→ DATA FOR THIS TASK
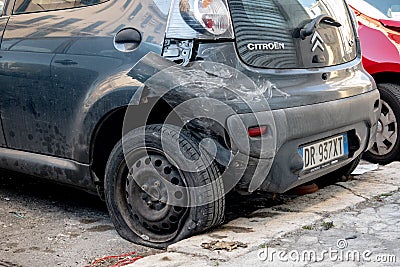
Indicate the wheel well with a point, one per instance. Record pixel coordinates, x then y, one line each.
387 77
109 130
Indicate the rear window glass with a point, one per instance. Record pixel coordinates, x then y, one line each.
29 6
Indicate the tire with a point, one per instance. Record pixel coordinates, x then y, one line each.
387 147
138 206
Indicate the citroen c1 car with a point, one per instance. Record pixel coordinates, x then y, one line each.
379 30
164 106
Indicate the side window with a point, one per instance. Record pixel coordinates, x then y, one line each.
30 6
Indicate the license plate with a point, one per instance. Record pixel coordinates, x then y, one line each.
324 153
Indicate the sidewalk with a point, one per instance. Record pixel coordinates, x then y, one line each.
365 211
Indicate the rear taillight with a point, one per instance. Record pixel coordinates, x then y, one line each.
200 19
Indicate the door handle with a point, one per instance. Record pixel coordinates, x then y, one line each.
66 62
127 39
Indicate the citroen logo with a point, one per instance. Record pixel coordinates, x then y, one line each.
317 42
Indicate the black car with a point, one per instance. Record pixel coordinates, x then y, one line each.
164 106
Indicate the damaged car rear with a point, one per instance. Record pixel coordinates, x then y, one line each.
175 104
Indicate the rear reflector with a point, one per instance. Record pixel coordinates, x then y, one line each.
257 131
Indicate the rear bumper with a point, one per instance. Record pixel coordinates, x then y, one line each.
273 163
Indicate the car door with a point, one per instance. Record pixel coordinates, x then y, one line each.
5 10
26 51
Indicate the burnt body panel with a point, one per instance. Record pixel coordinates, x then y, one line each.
59 69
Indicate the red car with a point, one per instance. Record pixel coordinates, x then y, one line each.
379 31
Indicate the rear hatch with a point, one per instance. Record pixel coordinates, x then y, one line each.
287 34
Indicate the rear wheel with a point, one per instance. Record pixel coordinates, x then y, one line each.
144 208
387 146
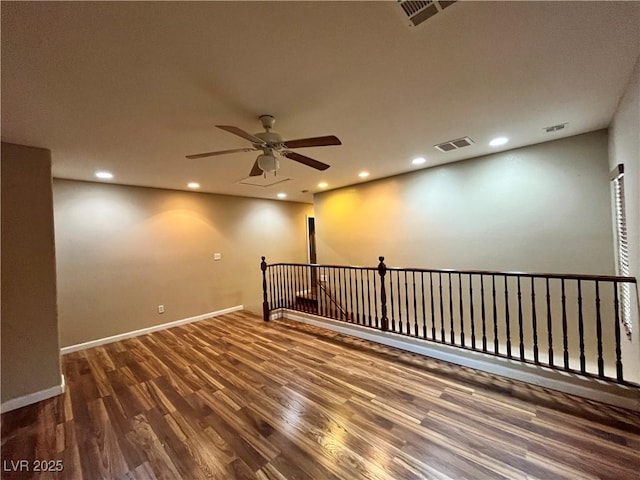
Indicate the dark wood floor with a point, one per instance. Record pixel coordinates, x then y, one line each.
234 397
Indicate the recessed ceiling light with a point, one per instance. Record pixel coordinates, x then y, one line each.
496 142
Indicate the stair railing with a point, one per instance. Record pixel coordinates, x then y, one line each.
569 322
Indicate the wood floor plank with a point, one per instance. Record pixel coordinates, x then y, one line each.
234 397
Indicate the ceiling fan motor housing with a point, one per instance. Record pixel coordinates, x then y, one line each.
268 163
272 139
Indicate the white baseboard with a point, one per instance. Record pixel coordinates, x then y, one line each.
144 331
593 389
34 397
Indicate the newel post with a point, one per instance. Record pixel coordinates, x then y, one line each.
265 302
382 270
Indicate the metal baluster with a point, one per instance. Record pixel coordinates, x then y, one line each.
520 332
534 321
473 327
393 317
549 323
452 333
581 328
406 302
506 310
441 307
350 309
616 306
382 271
369 297
496 345
565 340
356 312
433 314
461 310
484 321
599 331
289 275
399 305
375 301
424 314
265 301
415 308
362 294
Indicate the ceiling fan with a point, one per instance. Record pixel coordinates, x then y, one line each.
271 143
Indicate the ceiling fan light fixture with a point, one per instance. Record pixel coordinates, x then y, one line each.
268 163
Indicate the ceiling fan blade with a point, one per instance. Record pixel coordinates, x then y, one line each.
241 133
310 162
221 152
313 142
256 171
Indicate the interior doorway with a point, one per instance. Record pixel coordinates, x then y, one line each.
311 239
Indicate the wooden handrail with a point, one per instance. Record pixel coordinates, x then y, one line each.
566 276
500 313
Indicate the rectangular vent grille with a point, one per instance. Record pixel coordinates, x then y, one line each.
454 144
420 10
555 128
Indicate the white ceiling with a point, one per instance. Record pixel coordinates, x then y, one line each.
134 87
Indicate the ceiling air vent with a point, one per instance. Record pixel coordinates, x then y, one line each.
555 128
454 144
420 10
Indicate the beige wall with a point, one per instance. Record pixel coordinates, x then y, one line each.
122 251
30 352
624 148
543 208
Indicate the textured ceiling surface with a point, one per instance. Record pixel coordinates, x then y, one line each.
134 87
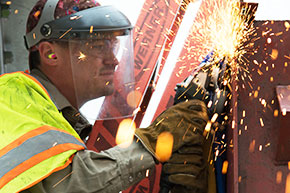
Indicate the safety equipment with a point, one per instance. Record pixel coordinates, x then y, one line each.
185 121
99 57
51 56
35 139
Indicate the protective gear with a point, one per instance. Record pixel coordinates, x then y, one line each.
81 24
97 44
185 121
51 56
35 140
206 83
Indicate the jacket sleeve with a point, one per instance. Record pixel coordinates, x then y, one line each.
109 171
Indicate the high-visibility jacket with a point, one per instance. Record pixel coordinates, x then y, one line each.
35 139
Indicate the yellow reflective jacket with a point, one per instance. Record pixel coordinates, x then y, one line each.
35 139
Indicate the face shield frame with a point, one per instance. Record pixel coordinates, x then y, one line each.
92 23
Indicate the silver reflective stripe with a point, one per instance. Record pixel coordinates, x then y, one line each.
32 147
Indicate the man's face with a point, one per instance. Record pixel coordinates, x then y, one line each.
93 64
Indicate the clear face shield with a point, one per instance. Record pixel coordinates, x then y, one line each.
103 74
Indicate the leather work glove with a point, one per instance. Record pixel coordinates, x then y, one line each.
185 121
189 169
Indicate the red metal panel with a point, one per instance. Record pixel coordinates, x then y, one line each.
283 150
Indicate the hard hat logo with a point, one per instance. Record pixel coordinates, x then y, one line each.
80 24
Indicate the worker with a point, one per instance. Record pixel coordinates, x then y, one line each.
75 47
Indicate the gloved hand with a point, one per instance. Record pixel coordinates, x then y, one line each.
188 170
185 121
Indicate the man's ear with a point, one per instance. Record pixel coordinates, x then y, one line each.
47 53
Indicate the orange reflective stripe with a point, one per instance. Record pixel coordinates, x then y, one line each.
37 159
29 135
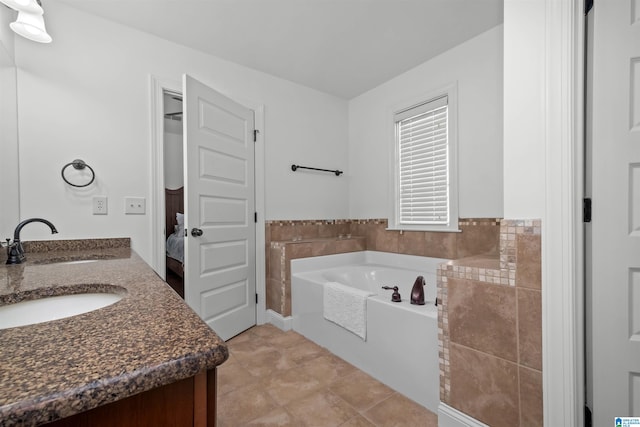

→ EXERCISE GOAL
Which lines in the entries above contain the string "white"? Copy every such line in full, treating uppercase and lowercase letters as distinct.

→ THE RESULT
Indicate the white baseboard with a point, one per instance. Record pixel coordinates, x then y, one line each.
Indicate the white ceiling with a point, one per instance. Record pixel coordinates, x then y, one line each.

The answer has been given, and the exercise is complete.